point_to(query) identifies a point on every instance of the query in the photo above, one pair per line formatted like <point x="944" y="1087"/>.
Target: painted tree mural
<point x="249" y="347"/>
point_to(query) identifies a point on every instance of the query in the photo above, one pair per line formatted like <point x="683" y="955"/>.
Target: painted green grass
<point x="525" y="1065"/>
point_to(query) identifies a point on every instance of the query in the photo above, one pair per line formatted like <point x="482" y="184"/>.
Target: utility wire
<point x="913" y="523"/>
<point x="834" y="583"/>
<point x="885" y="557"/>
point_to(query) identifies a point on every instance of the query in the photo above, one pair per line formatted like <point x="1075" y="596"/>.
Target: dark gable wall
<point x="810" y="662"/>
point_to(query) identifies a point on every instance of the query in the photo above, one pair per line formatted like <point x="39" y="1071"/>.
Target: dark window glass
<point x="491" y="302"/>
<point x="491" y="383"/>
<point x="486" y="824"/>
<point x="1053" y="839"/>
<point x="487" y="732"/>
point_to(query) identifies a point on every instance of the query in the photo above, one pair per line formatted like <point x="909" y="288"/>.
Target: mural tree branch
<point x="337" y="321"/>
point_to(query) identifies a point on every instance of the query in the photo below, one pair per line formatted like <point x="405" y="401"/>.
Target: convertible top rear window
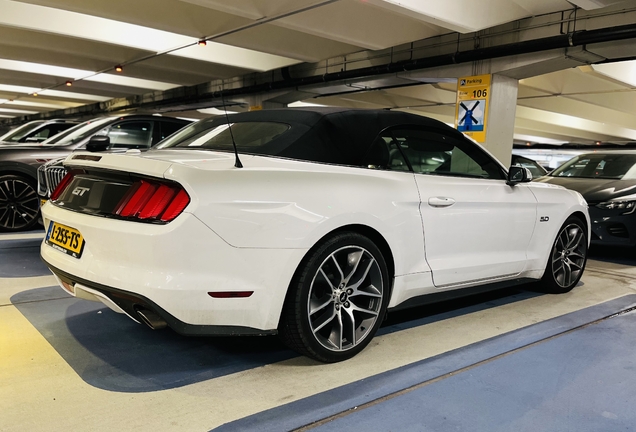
<point x="326" y="135"/>
<point x="247" y="135"/>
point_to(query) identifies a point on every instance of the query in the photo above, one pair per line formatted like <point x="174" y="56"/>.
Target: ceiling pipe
<point x="567" y="40"/>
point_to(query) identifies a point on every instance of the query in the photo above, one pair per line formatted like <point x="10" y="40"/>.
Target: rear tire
<point x="19" y="203"/>
<point x="337" y="299"/>
<point x="567" y="258"/>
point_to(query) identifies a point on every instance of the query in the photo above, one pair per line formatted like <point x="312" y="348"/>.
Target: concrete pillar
<point x="501" y="117"/>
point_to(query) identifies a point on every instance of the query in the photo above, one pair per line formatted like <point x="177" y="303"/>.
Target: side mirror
<point x="518" y="174"/>
<point x="98" y="143"/>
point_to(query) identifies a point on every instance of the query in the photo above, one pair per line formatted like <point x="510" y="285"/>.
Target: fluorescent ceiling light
<point x="302" y="104"/>
<point x="18" y="89"/>
<point x="131" y="82"/>
<point x="215" y="111"/>
<point x="79" y="74"/>
<point x="77" y="25"/>
<point x="37" y="68"/>
<point x="71" y="95"/>
<point x="11" y="110"/>
<point x="537" y="139"/>
<point x="620" y="71"/>
<point x="41" y="104"/>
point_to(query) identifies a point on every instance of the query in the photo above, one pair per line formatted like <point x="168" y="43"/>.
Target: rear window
<point x="599" y="165"/>
<point x="250" y="137"/>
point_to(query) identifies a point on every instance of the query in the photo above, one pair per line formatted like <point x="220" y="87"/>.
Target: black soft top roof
<point x="330" y="135"/>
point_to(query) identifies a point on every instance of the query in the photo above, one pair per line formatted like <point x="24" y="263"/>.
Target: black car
<point x="36" y="131"/>
<point x="607" y="181"/>
<point x="536" y="169"/>
<point x="19" y="202"/>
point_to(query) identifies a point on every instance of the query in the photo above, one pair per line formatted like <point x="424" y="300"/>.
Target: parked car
<point x="607" y="181"/>
<point x="309" y="223"/>
<point x="36" y="131"/>
<point x="535" y="169"/>
<point x="19" y="203"/>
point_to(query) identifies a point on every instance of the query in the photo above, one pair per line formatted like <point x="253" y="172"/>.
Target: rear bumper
<point x="131" y="303"/>
<point x="170" y="269"/>
<point x="609" y="227"/>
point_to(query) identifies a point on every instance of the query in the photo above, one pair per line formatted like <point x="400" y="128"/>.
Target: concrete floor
<point x="515" y="360"/>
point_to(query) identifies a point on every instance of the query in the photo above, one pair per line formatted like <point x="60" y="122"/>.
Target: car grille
<point x="53" y="175"/>
<point x="618" y="230"/>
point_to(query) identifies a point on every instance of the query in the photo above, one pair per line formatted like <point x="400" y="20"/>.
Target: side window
<point x="384" y="154"/>
<point x="167" y="129"/>
<point x="136" y="134"/>
<point x="39" y="135"/>
<point x="438" y="153"/>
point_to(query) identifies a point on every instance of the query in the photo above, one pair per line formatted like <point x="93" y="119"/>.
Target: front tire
<point x="567" y="258"/>
<point x="337" y="299"/>
<point x="19" y="203"/>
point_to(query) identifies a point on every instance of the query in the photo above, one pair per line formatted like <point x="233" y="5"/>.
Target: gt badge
<point x="80" y="191"/>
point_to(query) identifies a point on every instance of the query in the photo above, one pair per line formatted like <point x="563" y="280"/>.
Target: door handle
<point x="440" y="202"/>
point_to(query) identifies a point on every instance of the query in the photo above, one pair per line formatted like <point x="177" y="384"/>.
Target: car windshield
<point x="249" y="136"/>
<point x="16" y="134"/>
<point x="615" y="166"/>
<point x="536" y="169"/>
<point x="78" y="132"/>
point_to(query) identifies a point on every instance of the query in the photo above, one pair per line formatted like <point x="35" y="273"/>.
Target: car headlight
<point x="627" y="206"/>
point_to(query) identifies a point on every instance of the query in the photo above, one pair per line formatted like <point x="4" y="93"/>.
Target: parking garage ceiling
<point x="66" y="52"/>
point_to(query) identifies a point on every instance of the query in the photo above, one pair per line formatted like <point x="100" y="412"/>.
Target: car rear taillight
<point x="151" y="200"/>
<point x="66" y="180"/>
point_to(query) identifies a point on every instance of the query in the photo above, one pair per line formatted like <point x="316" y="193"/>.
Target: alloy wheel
<point x="568" y="255"/>
<point x="345" y="298"/>
<point x="19" y="205"/>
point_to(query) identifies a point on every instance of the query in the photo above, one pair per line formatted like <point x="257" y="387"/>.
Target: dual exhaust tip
<point x="151" y="319"/>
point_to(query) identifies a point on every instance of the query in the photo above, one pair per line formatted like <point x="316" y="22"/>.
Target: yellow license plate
<point x="65" y="239"/>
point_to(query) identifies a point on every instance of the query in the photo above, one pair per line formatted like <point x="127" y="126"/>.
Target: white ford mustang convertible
<point x="309" y="223"/>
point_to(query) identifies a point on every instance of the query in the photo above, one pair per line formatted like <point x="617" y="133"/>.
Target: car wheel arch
<point x="365" y="230"/>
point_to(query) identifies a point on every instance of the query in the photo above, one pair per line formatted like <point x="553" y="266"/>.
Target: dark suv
<point x="19" y="202"/>
<point x="36" y="131"/>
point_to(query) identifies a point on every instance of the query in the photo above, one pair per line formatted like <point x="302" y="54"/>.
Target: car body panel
<point x="460" y="246"/>
<point x="614" y="227"/>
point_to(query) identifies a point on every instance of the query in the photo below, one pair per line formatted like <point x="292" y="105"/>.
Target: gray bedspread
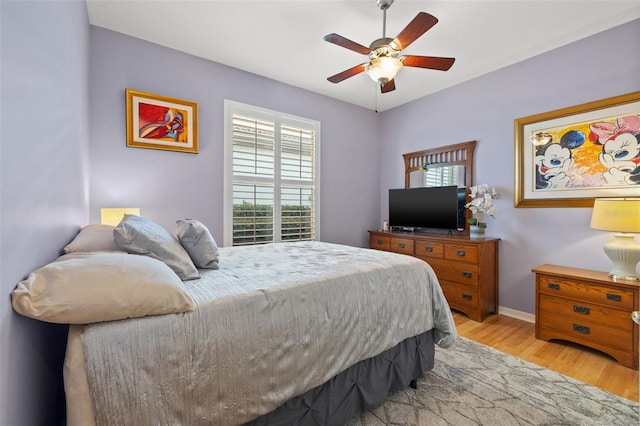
<point x="271" y="323"/>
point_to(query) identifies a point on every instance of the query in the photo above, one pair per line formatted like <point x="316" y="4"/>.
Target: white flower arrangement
<point x="481" y="202"/>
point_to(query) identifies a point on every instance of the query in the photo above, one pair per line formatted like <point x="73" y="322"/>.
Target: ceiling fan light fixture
<point x="383" y="69"/>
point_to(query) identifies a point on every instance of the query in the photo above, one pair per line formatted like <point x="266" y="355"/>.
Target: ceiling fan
<point x="384" y="62"/>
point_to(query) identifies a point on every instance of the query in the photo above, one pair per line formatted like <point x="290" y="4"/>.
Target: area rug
<point x="473" y="384"/>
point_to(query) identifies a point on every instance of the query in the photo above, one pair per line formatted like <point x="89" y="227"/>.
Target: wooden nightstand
<point x="589" y="308"/>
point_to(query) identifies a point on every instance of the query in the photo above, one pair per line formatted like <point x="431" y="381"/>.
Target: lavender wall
<point x="44" y="188"/>
<point x="484" y="110"/>
<point x="170" y="185"/>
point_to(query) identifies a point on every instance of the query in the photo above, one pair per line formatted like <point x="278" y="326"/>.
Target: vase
<point x="476" y="232"/>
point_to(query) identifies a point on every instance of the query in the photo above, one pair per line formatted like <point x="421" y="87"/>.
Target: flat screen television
<point x="439" y="207"/>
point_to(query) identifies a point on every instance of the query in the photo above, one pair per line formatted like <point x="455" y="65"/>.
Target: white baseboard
<point x="525" y="316"/>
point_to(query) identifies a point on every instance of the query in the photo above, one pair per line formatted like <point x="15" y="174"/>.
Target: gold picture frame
<point x="569" y="157"/>
<point x="160" y="122"/>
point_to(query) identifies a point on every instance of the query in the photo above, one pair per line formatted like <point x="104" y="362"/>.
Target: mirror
<point x="436" y="175"/>
<point x="442" y="166"/>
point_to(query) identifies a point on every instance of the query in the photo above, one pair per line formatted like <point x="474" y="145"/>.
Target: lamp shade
========
INSTRUCTIONS TO FOLLOW:
Copy every line in the data above that has the string "below" in it.

RESPONSE AREA:
point_to(query) identifies a point on every instance of the query in the photo below, one pair per line formatted like <point x="405" y="401"/>.
point_to(query) identifies a point on every instance of the query in the photo below, one pair per line formatted like <point x="292" y="105"/>.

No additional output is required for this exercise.